Provided passage:
►
Suppose that $\theta \left(y\right)$ and $p\left(y\right)$ admit the following Fourier series expansions

$$\theta \left(y\right)=\sum _{n=1}^{\infty }{\theta }_n\sin \left({\displaystyle \frac{n\pi }{l}}y\right),p\left(y\right)=\sum _{n=1}^{\infty }{p}_n\sin \left({\displaystyle \frac{n\pi }{l}}y\right).$$

From the initial conditions in Equation (7), we derive

$$\left\{\begin{array}{c}{a}_1+a_2={\theta }_n,\hfill \\ {\displaystyle \frac{\sqrt{h}-\zeta }{2}}{a}_1-{\displaystyle \frac{\sqrt{h}+\zeta }{2}}{a}_2=p_n.\hfill \end{array}\right.$$

(23)
◄
Point labeling records:
►
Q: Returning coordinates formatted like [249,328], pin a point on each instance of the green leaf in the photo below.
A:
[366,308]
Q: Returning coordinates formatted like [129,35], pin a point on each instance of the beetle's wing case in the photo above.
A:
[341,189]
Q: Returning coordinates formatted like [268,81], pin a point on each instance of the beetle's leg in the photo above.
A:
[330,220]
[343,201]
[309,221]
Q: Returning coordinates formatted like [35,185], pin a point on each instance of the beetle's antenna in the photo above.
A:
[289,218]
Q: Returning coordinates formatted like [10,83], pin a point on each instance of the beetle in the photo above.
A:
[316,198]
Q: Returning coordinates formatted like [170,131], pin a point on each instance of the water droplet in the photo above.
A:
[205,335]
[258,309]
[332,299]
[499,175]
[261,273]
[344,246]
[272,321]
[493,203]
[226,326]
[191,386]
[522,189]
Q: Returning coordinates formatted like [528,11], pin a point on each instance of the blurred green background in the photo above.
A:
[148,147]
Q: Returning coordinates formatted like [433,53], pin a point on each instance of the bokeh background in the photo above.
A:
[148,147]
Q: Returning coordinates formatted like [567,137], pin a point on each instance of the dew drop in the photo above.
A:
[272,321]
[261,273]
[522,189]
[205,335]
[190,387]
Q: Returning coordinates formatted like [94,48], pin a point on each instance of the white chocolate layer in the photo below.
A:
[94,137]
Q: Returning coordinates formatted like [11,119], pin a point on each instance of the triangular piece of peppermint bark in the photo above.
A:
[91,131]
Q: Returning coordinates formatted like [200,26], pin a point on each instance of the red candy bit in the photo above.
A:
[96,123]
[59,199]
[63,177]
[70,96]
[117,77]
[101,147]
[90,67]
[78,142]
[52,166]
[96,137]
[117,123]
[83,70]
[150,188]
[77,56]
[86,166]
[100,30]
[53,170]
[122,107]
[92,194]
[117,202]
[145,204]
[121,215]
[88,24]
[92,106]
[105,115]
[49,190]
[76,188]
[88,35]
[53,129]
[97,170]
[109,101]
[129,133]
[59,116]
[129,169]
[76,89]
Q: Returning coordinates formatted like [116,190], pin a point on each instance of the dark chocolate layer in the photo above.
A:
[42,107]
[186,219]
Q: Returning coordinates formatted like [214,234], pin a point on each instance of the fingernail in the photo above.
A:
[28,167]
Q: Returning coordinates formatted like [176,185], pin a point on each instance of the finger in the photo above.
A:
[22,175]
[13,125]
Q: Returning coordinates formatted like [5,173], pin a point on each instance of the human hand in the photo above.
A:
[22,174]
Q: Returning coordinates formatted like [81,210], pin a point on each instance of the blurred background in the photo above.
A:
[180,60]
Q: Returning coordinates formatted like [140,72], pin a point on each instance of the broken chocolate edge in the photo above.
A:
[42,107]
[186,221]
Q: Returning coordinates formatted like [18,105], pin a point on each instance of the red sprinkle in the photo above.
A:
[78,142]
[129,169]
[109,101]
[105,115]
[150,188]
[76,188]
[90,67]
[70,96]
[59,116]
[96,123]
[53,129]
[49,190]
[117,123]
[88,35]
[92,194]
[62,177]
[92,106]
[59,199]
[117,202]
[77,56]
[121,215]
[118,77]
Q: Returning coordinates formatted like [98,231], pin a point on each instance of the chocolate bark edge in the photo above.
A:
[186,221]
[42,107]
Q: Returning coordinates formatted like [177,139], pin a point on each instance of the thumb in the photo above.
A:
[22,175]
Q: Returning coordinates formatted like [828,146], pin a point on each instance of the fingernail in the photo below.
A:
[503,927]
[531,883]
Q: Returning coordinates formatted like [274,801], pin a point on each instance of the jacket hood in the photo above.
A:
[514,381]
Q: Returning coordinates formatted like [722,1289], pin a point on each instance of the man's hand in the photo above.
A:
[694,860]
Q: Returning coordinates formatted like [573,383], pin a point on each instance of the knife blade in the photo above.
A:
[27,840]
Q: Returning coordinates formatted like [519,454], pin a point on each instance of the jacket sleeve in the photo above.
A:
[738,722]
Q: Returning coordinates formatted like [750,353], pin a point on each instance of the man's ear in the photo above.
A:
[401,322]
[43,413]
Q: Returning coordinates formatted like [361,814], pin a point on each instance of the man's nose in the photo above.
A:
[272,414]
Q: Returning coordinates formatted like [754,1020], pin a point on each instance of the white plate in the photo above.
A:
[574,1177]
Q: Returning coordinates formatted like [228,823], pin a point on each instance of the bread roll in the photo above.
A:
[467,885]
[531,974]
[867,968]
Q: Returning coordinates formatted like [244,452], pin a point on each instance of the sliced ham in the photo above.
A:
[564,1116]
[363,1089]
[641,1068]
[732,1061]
◄
Tasks:
1/ Write out, without any change, the lines of the records that begin at the line containing "Q: Returning coordinates formatted like [140,72], pin" and run through the final line of the records.
2/ Take the passage on Fourier series expansions further, picking up from where it stops.

In response:
1/
Q: Returning coordinates formatted like [140,72], pin a point on each instance of the broken chocolate edge in the photo above.
A:
[42,107]
[186,221]
Q: Returning coordinates formatted like [18,105], pin a point on each instance of the red sprinkle in the photo above.
A:
[78,142]
[129,169]
[109,101]
[105,115]
[150,188]
[76,188]
[90,67]
[70,96]
[59,116]
[96,123]
[53,129]
[49,190]
[117,123]
[88,35]
[92,194]
[62,177]
[92,106]
[59,199]
[117,202]
[77,56]
[121,215]
[118,77]
Q: Returning coordinates formatted like [98,231], pin a point on each instance of the chocolate bark edge in the photo above.
A:
[186,221]
[42,107]
Q: Returning coordinates formatted like [177,139], pin a point on each instance of the thumb in the photo above.
A:
[22,175]
Q: Returning coordinates formatted like [828,146], pin a point on each instance of the fingernail in the photo below.
A:
[503,927]
[531,883]
Q: Returning coordinates formatted like [274,801], pin a point on each instance of the jacket hood in the photo above.
A:
[514,381]
Q: Returning coordinates formatted like [722,1289], pin a point on each instance of the man's hand in the photo above.
A:
[694,860]
Q: Returning coordinates formatted like [573,383], pin a point on each instance of the knife blade in the photo above.
A:
[27,840]
Q: Returning coordinates formatted like [519,454], pin a point on each instance of the jacket sleeve in the photo above.
A:
[738,722]
Q: Returning coordinates formatted like [750,353], pin a point on each instance of the man's ear in the photo above.
A:
[401,322]
[43,413]
Q: Returning coordinates formatted like [361,814], pin a point on each instance of the man's nose in the photo above.
A:
[272,414]
Q: Returning coordinates formatted like [754,1020], pin a point on each instance of the white plate in the photo above.
A:
[574,1177]
Q: Returning coordinates formatted like [228,823], pin a point on each instance of the bread roll in the photo above.
A:
[467,885]
[531,974]
[867,968]
Q: Returning coordinates formatted like [244,452], pin a point on each instance of the sliced ham in the photo above.
A:
[564,1116]
[363,1089]
[641,1068]
[732,1061]

2/
Solving Equation (23), we obtain

$$\begin{array}{c}\hfill a_1={\displaystyle \frac{\sqrt{h}+\zeta }{2\sqrt{h}}}{\theta }_n+{\displaystyle \frac{p_n}{\sqrt{h}}},a_2={\displaystyle \frac{\sqrt{h}-\zeta }{2\sqrt{h}}}{\theta }_n-{\displaystyle \frac{p_n}{\sqrt{h}}}.\end{array}$$

(24)

Therefore, Equation (21) is the solution of Equation (13).

(2) If $h=0$, the characteristic equation of Equation (13) has a repeated root

$$\lambda =-{\displaystyle \frac{\zeta }{2}}.$$

Using variation of parameters, we assume that the solution of Equation (13) is postulated in the form

$$\begin{array}{c}{T}_n(\tau ,\dot{C_{\tau }}\left(\omega \right))=({\phi }_3(\tau ,\dot{C_{\tau }}\left(\omega \right))+\tau {\phi }_4(\tau ,\dot{C_{\tau }}\left(\omega \right)))\exp \left(\lambda \tau \right).\hfill \end{array}$$

(25)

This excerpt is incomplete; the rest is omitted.